## [EXTRACTED MATERIAL]
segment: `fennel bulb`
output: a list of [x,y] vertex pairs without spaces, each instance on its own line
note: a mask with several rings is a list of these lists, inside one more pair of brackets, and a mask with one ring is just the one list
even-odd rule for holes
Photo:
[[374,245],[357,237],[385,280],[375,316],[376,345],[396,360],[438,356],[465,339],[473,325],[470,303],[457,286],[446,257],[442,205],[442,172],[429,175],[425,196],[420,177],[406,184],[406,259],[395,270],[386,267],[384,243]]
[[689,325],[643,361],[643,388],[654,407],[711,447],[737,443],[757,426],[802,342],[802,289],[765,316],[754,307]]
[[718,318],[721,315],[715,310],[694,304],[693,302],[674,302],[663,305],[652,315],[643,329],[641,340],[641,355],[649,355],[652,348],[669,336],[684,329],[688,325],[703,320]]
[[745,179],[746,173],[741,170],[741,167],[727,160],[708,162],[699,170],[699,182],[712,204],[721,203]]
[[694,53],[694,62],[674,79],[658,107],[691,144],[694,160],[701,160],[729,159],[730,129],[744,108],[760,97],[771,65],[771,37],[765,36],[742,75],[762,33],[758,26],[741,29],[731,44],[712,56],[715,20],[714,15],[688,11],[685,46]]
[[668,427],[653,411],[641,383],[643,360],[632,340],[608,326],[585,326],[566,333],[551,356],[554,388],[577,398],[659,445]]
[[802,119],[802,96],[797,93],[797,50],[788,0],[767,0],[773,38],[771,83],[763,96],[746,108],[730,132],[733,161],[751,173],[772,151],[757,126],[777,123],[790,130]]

## [WORK TO BE COMPLETED]
Reproduce every line of the data above, requests included, and increase each x and y vertex coordinate in the answers by 16.

## [RESULT]
segment: `fennel bulb`
output: a list of [x,y] vertex pairs without spaces, each instance on its own line
note: a mask with several rings is a list of these lists, inside one more pair of brackets, and a mask with one ring is just the one list
even-odd rule for holes
Photo:
[[390,261],[373,253],[401,296],[391,332],[392,361],[412,376],[454,372],[481,355],[489,341],[486,319],[473,302],[462,273],[458,221],[458,188],[445,191],[441,212],[436,193],[422,200],[422,275],[411,286],[402,283],[400,259]]
[[705,341],[659,377],[659,404],[670,423],[727,463],[753,459],[773,442],[818,358],[818,305],[781,332],[770,323]]
[[734,334],[737,331],[731,326],[710,320],[709,318],[690,318],[679,321],[668,331],[659,345],[657,356],[657,371],[665,371],[668,364],[685,352],[700,345],[704,341],[719,336]]
[[761,195],[762,189],[757,186],[757,183],[743,176],[724,178],[715,186],[715,198],[728,220],[737,219]]
[[710,69],[710,78],[690,95],[674,123],[707,160],[710,176],[717,176],[745,175],[746,145],[760,124],[776,113],[787,81],[787,53],[781,52],[758,91],[778,49],[774,42],[757,45],[747,60],[728,72],[731,36],[730,31],[704,27],[701,62]]
[[684,443],[669,427],[657,399],[659,376],[648,356],[624,342],[601,342],[582,349],[567,372],[570,404],[593,414],[675,461]]
[[818,135],[818,112],[813,109],[813,66],[804,16],[783,16],[789,54],[787,99],[779,112],[762,124],[746,148],[749,177],[767,189],[788,167],[773,142],[793,139],[806,146]]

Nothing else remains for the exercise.